== The request ==
Can you copy out, character for character, the stretch of the material from its very first line through the line containing "[[34,86],[33,98],[34,101],[46,101],[52,93],[51,81],[44,79]]", including that line and nothing after it?

(Entries drawn from a collection)
** Start **

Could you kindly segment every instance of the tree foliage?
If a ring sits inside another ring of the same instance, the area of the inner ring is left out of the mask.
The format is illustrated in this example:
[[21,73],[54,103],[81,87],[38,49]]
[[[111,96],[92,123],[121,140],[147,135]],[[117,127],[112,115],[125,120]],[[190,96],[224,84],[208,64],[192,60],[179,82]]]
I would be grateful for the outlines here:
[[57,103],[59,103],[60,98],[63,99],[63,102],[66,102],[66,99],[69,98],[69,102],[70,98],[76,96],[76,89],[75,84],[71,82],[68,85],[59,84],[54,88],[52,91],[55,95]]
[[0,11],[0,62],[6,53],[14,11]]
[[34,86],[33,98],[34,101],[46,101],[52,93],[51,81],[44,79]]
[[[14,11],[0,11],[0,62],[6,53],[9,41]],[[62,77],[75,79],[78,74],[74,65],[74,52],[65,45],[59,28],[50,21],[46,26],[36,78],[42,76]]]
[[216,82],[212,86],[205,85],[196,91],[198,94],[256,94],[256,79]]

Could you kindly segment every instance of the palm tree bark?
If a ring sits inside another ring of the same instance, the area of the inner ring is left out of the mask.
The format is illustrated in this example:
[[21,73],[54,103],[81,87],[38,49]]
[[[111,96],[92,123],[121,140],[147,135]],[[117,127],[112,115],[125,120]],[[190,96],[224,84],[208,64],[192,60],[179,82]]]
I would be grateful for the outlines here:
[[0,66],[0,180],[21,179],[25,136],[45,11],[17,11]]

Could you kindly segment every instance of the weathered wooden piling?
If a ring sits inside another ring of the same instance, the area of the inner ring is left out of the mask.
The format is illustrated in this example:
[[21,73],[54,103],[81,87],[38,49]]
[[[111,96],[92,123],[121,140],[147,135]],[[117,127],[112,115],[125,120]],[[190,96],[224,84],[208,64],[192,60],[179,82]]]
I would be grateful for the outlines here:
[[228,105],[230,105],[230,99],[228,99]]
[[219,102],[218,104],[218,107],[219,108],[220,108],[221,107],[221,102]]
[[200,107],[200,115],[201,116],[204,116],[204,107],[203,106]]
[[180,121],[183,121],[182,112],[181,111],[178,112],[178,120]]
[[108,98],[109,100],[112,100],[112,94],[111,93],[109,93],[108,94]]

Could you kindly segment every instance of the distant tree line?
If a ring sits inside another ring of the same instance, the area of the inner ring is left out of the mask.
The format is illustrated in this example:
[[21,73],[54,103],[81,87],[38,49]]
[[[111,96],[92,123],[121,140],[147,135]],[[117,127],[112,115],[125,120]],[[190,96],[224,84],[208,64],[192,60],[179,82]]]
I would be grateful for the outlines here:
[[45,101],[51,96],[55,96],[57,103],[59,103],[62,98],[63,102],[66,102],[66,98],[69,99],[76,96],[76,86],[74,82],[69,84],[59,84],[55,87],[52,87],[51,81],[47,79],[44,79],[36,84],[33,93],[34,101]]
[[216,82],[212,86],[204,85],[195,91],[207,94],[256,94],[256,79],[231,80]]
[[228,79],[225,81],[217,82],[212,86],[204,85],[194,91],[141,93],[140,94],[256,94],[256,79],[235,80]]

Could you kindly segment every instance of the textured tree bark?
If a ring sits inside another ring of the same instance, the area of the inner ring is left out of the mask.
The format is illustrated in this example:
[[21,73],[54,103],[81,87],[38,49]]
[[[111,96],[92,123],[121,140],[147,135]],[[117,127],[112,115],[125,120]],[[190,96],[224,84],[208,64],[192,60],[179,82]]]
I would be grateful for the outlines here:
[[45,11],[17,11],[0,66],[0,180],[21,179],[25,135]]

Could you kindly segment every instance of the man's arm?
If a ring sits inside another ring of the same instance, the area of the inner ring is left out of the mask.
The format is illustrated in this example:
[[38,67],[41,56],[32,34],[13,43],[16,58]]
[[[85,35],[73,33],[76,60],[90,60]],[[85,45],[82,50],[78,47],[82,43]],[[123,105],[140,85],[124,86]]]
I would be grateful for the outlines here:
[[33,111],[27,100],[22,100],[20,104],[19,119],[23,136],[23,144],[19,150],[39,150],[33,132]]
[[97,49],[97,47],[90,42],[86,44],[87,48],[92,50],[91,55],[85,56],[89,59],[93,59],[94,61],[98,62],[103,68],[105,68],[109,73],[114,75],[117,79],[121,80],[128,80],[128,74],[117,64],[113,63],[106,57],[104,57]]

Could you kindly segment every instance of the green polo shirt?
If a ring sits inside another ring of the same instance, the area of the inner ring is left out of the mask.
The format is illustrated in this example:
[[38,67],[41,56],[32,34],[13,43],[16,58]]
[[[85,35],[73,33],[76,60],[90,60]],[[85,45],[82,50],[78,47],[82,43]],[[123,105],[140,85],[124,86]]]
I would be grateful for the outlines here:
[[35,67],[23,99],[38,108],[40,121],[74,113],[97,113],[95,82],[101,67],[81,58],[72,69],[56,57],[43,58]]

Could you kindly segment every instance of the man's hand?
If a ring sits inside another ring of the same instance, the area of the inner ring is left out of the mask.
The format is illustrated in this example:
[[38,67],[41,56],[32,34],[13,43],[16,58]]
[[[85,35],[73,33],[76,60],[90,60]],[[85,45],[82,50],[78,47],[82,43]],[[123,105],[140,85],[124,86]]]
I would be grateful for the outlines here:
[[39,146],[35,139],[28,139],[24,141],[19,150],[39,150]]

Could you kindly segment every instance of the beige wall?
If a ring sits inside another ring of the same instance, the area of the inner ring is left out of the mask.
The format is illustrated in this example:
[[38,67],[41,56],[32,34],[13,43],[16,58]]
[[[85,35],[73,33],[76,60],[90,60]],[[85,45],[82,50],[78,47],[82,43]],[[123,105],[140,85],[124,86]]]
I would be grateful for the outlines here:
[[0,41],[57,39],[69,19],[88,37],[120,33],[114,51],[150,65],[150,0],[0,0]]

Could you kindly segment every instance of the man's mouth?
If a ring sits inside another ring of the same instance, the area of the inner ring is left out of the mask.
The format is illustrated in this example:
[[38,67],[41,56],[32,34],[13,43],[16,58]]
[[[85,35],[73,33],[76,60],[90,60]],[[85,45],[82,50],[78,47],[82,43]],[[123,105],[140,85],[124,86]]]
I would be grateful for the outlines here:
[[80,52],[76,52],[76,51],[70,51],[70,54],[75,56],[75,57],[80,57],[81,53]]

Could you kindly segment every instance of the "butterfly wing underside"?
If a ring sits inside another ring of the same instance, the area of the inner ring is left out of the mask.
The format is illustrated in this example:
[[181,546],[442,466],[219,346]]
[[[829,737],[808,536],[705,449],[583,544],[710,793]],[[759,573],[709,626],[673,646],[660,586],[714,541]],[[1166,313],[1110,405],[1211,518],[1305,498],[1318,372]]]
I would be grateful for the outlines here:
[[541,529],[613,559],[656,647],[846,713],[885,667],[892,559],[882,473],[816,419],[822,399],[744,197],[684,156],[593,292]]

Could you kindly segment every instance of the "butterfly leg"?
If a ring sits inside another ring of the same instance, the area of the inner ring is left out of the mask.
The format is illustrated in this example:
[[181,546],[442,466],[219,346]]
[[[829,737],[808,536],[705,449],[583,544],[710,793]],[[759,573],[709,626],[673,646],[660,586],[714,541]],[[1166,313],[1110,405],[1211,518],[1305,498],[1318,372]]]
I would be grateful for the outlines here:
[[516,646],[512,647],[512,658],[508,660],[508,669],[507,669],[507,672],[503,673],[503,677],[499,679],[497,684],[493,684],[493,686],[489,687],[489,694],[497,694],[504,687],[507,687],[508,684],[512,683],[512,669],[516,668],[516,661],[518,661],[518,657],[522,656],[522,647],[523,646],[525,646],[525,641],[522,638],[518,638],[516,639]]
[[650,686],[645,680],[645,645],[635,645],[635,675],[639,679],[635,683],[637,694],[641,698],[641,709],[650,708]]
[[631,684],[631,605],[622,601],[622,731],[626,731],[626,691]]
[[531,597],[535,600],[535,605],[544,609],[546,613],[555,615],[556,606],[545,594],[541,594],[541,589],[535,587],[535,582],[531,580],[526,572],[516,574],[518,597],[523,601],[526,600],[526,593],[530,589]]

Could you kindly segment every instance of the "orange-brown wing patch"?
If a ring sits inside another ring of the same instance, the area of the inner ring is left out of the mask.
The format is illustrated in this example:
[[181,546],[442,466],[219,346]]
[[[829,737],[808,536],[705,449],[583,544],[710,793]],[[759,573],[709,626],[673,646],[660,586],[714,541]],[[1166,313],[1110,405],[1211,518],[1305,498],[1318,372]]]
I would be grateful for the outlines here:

** End **

== Solution to this task ==
Could you kindly segment every instance of the tree foliage?
If a ring sits inside another ring of the same instance, the area of the inner ring is left out of the mask.
The format is illustrated in this example:
[[21,73],[54,103],[81,87],[38,49]]
[[[111,96],[92,123],[121,140],[147,135]],[[117,127],[112,115],[125,120]],[[190,96],[224,84],[208,64],[192,60],[179,82]]]
I would be grateful for the outlines here:
[[57,103],[59,103],[60,98],[63,99],[63,102],[66,102],[66,99],[69,98],[69,102],[70,98],[76,96],[76,89],[75,84],[71,82],[68,85],[59,84],[54,88],[52,91],[55,95]]
[[0,11],[0,62],[6,53],[14,11]]
[[34,86],[33,98],[34,101],[46,101],[52,93],[51,81],[44,79]]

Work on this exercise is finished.